# RECORDED INFORMATION start
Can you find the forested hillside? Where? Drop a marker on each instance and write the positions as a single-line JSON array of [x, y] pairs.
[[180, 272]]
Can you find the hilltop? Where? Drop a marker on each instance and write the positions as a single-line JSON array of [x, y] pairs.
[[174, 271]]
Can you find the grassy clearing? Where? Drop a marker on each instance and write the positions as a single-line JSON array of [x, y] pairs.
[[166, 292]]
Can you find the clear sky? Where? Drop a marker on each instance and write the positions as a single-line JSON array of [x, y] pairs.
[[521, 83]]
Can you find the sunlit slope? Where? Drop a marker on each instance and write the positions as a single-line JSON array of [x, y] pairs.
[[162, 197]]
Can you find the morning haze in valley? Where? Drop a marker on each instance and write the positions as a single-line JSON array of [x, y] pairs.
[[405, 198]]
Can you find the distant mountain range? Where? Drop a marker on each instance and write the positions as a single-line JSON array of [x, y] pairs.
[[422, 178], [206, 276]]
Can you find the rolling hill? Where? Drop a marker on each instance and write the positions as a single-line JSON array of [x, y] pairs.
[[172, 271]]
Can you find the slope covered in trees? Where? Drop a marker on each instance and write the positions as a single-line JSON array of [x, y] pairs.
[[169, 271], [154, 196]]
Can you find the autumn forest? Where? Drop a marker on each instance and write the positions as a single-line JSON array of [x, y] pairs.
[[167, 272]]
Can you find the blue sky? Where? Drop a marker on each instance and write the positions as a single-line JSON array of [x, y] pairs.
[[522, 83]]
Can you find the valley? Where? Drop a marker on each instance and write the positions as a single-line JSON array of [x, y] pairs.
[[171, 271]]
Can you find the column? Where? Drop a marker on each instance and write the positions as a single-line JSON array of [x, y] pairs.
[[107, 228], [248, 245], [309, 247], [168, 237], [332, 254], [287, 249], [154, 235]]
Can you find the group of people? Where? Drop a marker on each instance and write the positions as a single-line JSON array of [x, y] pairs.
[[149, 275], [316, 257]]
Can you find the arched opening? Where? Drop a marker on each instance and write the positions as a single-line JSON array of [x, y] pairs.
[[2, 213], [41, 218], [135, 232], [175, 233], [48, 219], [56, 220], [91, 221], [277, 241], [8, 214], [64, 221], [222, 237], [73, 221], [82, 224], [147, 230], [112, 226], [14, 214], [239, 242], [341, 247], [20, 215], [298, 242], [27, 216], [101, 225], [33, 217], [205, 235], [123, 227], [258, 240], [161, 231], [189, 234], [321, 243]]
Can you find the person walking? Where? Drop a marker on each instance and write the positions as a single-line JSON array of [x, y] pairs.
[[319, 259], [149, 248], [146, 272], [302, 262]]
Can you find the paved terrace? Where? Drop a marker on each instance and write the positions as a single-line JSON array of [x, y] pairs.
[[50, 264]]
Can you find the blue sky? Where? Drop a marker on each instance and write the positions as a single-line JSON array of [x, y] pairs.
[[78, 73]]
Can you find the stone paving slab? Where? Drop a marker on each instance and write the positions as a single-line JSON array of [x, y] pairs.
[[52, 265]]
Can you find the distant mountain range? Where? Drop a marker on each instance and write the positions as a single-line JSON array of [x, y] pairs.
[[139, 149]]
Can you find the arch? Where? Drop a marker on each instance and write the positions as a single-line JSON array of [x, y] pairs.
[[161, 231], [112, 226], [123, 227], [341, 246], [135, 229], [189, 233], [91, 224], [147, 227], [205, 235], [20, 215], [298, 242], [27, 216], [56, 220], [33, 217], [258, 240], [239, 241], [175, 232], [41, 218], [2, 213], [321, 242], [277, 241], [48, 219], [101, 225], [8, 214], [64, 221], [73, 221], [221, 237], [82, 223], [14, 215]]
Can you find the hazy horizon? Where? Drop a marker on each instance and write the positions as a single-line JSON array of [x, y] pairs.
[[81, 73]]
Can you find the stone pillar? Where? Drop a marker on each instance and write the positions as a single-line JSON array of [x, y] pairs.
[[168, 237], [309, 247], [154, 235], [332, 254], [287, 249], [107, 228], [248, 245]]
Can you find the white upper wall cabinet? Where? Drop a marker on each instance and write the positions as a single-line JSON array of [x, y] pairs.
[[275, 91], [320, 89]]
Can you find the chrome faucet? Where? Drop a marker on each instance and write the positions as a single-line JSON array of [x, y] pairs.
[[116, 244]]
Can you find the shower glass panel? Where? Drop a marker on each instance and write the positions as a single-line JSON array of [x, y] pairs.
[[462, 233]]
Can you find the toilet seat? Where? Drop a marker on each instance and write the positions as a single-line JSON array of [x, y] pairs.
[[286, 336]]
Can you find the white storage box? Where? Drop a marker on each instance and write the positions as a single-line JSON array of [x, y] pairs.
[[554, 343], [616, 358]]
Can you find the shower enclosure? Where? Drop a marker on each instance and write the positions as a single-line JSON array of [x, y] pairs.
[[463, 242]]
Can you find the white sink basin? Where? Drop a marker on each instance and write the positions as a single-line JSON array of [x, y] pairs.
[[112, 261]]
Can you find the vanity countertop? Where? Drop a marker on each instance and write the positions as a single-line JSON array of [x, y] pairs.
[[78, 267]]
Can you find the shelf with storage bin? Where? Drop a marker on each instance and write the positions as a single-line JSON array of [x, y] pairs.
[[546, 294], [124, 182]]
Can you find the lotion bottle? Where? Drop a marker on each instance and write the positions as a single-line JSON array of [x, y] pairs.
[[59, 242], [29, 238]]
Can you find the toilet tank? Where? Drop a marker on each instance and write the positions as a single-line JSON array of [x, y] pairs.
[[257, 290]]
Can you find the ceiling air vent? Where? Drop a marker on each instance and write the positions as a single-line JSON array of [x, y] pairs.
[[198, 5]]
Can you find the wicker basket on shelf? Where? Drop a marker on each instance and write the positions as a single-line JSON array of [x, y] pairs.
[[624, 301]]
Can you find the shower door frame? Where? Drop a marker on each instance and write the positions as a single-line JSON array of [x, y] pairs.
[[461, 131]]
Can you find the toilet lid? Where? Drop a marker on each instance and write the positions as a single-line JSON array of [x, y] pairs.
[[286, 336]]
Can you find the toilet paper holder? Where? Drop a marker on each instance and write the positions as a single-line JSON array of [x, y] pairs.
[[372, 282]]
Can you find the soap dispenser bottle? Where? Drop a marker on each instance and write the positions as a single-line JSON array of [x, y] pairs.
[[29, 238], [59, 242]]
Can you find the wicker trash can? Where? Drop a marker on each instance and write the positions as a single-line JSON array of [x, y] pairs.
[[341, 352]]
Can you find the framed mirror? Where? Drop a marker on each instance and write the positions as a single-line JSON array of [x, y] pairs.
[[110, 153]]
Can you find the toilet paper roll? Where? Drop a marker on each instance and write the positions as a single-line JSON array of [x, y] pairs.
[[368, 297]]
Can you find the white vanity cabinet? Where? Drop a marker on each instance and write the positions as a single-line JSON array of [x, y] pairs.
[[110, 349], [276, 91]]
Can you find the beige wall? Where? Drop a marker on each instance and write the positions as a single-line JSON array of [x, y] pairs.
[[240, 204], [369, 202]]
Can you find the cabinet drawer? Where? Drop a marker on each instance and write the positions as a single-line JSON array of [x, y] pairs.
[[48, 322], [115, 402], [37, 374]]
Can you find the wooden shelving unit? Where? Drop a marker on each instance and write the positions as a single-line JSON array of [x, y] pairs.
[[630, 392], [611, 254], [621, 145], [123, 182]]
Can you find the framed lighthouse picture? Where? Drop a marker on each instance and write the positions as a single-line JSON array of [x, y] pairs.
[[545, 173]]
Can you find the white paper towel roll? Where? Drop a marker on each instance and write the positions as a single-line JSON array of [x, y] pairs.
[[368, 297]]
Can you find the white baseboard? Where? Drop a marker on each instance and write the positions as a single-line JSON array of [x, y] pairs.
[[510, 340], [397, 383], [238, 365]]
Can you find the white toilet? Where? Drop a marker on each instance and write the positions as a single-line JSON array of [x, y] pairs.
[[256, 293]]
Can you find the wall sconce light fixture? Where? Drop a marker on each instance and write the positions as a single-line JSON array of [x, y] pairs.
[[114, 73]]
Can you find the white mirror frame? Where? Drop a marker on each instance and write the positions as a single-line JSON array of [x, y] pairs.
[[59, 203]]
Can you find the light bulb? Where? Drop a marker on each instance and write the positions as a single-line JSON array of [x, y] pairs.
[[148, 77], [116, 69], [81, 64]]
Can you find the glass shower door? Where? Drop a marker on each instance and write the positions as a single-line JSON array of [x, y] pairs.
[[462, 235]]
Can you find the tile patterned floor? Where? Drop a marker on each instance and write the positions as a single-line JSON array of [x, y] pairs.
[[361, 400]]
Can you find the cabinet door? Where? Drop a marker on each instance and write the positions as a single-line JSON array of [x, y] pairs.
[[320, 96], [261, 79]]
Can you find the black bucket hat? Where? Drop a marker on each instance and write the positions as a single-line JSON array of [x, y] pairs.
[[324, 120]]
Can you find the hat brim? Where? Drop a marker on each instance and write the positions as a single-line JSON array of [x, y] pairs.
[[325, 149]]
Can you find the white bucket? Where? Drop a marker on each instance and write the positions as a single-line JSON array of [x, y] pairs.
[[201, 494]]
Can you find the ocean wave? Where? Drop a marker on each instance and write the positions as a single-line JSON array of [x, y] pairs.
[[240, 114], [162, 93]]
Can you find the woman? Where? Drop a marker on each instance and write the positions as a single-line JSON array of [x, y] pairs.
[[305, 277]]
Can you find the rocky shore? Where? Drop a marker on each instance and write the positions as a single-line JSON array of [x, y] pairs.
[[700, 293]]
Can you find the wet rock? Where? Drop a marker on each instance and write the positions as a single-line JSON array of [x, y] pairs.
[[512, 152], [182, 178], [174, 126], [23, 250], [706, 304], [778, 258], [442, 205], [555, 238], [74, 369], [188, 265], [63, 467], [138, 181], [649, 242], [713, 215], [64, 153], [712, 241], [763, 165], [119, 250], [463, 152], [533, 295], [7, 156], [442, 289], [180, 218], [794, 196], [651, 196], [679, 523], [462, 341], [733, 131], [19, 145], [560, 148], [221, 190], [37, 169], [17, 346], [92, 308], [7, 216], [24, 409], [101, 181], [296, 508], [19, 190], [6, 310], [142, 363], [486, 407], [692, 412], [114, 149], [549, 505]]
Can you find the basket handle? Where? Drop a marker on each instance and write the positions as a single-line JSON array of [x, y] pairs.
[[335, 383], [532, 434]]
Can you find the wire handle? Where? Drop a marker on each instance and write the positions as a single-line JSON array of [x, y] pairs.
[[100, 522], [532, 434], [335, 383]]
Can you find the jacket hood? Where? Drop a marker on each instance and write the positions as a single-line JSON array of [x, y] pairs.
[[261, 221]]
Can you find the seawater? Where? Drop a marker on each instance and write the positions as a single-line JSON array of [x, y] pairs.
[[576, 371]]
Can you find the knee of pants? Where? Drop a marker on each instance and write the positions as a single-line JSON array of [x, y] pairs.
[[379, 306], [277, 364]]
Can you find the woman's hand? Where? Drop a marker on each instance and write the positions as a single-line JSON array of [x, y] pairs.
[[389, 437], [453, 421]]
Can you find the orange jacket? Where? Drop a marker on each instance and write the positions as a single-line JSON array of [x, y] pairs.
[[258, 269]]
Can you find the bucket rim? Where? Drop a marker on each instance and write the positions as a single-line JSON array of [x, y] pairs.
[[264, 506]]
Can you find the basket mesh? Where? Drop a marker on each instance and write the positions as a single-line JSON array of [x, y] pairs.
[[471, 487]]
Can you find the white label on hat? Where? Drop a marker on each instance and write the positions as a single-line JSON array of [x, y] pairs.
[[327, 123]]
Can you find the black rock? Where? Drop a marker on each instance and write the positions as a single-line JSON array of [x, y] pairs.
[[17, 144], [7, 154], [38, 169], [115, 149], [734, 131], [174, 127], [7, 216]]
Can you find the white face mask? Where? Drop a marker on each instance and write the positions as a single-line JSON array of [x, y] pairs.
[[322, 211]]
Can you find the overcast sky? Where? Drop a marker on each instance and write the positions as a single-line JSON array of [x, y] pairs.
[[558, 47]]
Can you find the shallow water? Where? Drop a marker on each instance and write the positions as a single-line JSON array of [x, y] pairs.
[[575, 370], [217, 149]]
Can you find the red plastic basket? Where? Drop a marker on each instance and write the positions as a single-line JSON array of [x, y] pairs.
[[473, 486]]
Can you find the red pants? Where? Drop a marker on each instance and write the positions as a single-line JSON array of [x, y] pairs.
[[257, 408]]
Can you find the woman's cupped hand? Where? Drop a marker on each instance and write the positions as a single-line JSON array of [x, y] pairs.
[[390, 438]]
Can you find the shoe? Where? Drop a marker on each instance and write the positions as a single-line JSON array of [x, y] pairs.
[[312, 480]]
# RECORDED INFORMATION end
PROBLEM TO SOLVE:
Rewrite the stretch of lines from the one containing "Can you find the rocky" through the one containing "[[700, 293]]", swapping "rocky shore" for "pebbly beach" and leaving everything else as it is.

WORKED SOLUTION:
Can you find the pebbly beach? Where? Drop a marker on each instance and write the positions as a single-line JSON array of [x, y] pairs.
[[700, 293]]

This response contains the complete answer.